> [What you need to do]: As an exercise in exact copying, transcribe the lines below from the one holding "Target: flip flop strap" through the last, with both ends included and pictures left out.
┏━━
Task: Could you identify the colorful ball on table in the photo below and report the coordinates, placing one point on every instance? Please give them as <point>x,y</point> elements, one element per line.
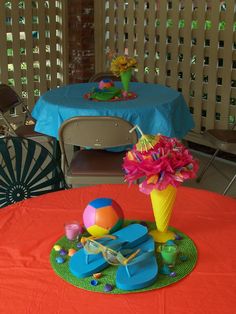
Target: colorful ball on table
<point>102,216</point>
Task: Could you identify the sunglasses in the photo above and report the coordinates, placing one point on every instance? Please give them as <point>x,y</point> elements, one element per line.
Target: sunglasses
<point>111,256</point>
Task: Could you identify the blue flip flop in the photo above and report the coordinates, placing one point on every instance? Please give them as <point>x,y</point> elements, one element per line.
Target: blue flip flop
<point>142,271</point>
<point>83,264</point>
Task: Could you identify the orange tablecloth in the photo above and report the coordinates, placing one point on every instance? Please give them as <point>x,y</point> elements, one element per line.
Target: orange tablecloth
<point>29,229</point>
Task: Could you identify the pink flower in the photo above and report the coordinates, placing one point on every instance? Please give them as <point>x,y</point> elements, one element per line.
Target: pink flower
<point>167,162</point>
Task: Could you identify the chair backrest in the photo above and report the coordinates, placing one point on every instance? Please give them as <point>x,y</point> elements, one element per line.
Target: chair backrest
<point>96,132</point>
<point>27,169</point>
<point>107,75</point>
<point>8,98</point>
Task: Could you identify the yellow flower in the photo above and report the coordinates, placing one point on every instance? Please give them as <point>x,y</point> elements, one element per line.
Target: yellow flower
<point>122,63</point>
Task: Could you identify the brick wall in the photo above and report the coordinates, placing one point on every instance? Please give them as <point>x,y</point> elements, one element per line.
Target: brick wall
<point>81,40</point>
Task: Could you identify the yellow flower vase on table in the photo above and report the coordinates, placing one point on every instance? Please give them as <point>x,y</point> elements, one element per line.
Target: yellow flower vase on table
<point>162,205</point>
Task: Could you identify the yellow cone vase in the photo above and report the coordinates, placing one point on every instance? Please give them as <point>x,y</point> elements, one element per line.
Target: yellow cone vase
<point>125,79</point>
<point>162,204</point>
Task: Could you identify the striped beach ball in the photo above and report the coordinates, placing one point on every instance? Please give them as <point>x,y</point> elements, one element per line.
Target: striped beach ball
<point>102,216</point>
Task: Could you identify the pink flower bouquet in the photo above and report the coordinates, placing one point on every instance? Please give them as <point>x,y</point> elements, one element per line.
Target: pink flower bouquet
<point>160,161</point>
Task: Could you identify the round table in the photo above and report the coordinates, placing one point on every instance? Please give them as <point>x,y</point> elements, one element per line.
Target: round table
<point>31,227</point>
<point>157,108</point>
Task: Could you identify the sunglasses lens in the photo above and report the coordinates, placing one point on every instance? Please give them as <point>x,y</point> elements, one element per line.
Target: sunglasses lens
<point>111,256</point>
<point>92,247</point>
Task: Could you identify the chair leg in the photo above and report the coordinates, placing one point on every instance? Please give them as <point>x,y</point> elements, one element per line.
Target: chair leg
<point>199,178</point>
<point>229,185</point>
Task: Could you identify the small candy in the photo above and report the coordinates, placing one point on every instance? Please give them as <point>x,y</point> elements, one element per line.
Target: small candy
<point>63,252</point>
<point>172,274</point>
<point>60,260</point>
<point>97,275</point>
<point>79,245</point>
<point>170,242</point>
<point>108,287</point>
<point>178,237</point>
<point>57,247</point>
<point>183,258</point>
<point>71,252</point>
<point>94,282</point>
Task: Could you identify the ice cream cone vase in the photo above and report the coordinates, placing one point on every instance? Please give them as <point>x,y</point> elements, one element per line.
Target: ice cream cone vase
<point>125,79</point>
<point>162,204</point>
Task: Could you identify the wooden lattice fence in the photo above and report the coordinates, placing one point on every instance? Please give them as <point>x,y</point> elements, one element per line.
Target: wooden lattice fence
<point>187,45</point>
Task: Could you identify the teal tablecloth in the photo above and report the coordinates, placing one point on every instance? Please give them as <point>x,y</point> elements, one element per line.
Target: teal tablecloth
<point>157,109</point>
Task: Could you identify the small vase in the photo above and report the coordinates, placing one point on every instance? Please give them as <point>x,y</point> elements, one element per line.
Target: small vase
<point>125,79</point>
<point>162,204</point>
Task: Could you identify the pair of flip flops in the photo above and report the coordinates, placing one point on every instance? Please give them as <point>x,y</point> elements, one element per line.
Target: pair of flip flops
<point>139,273</point>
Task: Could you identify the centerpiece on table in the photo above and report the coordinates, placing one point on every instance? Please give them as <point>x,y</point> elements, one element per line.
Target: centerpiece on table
<point>122,67</point>
<point>162,163</point>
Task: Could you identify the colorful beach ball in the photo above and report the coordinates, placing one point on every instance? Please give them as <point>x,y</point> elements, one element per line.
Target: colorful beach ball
<point>102,216</point>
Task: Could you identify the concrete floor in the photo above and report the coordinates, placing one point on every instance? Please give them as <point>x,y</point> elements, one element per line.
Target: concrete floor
<point>217,176</point>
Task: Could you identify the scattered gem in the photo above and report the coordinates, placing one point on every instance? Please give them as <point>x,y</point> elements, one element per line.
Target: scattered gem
<point>170,242</point>
<point>165,270</point>
<point>79,245</point>
<point>108,287</point>
<point>57,247</point>
<point>97,275</point>
<point>60,260</point>
<point>94,282</point>
<point>71,252</point>
<point>172,274</point>
<point>63,252</point>
<point>178,237</point>
<point>183,258</point>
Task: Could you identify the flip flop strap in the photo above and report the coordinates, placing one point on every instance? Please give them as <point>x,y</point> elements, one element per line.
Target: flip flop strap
<point>140,258</point>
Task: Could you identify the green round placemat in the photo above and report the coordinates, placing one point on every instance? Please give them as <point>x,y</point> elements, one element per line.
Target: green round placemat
<point>186,261</point>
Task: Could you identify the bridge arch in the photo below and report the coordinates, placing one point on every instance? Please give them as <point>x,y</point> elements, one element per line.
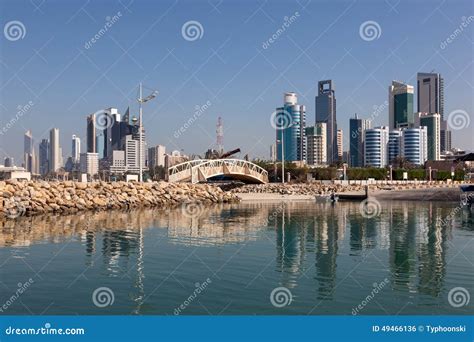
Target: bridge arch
<point>201,170</point>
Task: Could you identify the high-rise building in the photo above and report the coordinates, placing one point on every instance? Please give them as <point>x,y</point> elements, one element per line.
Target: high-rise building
┗━━
> [Written answer]:
Target: flip flop strap
<point>140,258</point>
Task: Could you identify the green round placemat in the photo above and report the coordinates, placing one point on every instance? Please give them as <point>x,y</point> elements, one element per line.
Target: green round placemat
<point>186,261</point>
Task: Could you identify the bridge arch in the photo below and report the coordinates, placing one point on every instance? Please give them as <point>x,y</point> elements, one element per line.
Target: bridge arch
<point>201,170</point>
Task: Could you identify the high-rise building in the photo above and report the coordinates, placing one point on every instance? Please give them as <point>x,y</point> elements, one element per line.
Target: high-rise building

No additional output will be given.